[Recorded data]
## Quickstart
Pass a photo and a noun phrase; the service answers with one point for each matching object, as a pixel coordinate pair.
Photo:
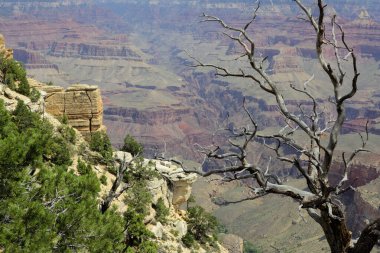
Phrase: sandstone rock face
(179, 183)
(8, 53)
(81, 103)
(233, 243)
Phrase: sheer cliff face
(7, 52)
(82, 105)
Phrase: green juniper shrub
(250, 248)
(132, 146)
(34, 95)
(83, 168)
(63, 119)
(137, 235)
(51, 210)
(14, 76)
(162, 211)
(101, 143)
(103, 180)
(68, 133)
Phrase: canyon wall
(8, 53)
(82, 104)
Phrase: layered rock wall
(82, 104)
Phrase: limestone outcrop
(175, 187)
(81, 103)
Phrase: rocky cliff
(80, 103)
(7, 52)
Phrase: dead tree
(321, 198)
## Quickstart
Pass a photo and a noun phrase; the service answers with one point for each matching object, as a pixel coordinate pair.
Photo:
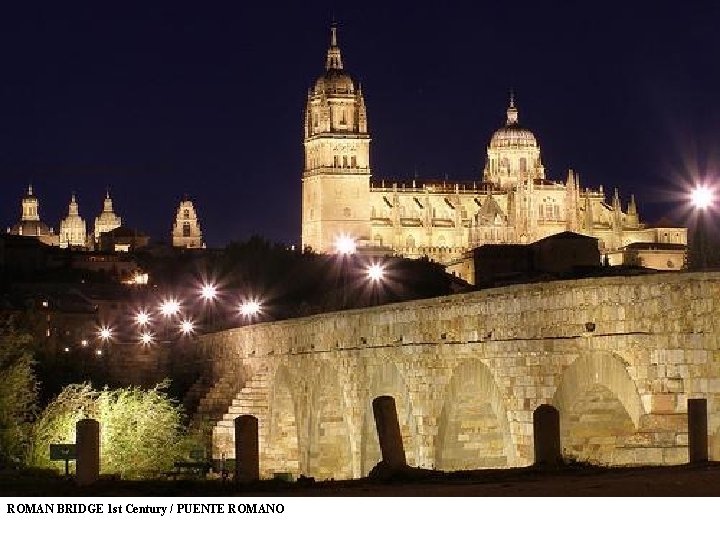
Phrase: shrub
(141, 431)
(18, 394)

Aim of the task => Please write out every line of the listing above again, headings, descriptions and phrases included, and offset both numbers in each coordinate pair by adding 103. Leave the pictures out.

Answer for the task =>
## Quickstart
Pass a photo and a noun phrase; the service answers with one point for each matching object, as a pixel coordinate pair.
Photo:
Phrase: sandstone rock face
(282, 286)
(111, 156)
(184, 206)
(336, 346)
Phrase: sheer cliff face
(110, 155)
(185, 208)
Phrase: green juniper shrub
(353, 351)
(235, 249)
(137, 198)
(186, 271)
(166, 222)
(240, 338)
(154, 313)
(117, 179)
(265, 314)
(204, 246)
(206, 283)
(171, 236)
Phrase: canyon wall
(111, 156)
(185, 207)
Phrase: layered rock wall
(185, 207)
Phrase: limestone outcrop
(278, 290)
(184, 206)
Phrase: rocky cliff
(183, 206)
(110, 155)
Phrase: dead tree
(424, 301)
## Quickstart
Pass a photo and a noun phrase; the service answers with one point for each matching object, as a pixel coordinate pair.
Photo:
Phrase: shrub
(244, 534)
(121, 497)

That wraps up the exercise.